**WRITTEN PROBLEM:** Change "Point out" to "Mark" everywhere in the lines below, and keep the rest of each line the same.

**MATERIAL FOR THIS TASK:**
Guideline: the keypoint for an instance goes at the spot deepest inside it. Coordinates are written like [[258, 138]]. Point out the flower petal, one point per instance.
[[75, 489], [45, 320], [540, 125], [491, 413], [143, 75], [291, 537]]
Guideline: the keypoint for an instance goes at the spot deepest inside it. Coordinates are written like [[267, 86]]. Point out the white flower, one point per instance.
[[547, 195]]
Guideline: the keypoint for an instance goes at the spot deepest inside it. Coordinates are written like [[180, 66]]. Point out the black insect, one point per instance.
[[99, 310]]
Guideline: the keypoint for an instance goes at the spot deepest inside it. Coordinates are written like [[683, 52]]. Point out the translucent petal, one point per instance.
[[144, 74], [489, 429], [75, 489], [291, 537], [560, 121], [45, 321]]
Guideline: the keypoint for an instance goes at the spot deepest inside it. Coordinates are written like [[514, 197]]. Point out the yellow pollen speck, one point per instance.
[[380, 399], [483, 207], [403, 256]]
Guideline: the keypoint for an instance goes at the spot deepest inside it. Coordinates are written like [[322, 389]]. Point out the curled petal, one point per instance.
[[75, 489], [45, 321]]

**TASK RESPONSE:**
Guideline: the keypoint for an instance goes at the spot deepest inside it. Coordinates are written like [[258, 138]]. Mark the flower petal, one point per instance.
[[75, 489], [45, 320], [540, 125], [491, 413], [143, 75], [291, 537]]
Guideline: the keypoint for an instance goes at the spot deepest inside it. Coordinates are written like [[267, 86]]. Mark the white flower, one point per instance.
[[547, 195]]
Guideline: the keypoint for an instance goes at the spot deepest inside it. Coordinates are written like [[180, 66]]. Mark the black insect, one point per instance.
[[99, 310]]
Guideline: the keypoint for an instance goes at the spot deepest inside it. Coordinates are written like [[683, 52]]. Mark the translucent petal, one point per instance.
[[144, 74], [489, 429], [75, 489], [291, 537], [560, 121], [45, 321]]
Guideline: the keypoint for an instance goes at the spot deepest inside it. Coordinates are written like [[514, 197]]. Mark the yellow pollen speck, one point per instance.
[[380, 399], [483, 207], [403, 256]]
Guideline: the keypoint for an instance goes at the spot deepest inside it. Coordinates are written like [[322, 389]]. Mark the curled petal, one point per instance.
[[75, 489], [45, 321]]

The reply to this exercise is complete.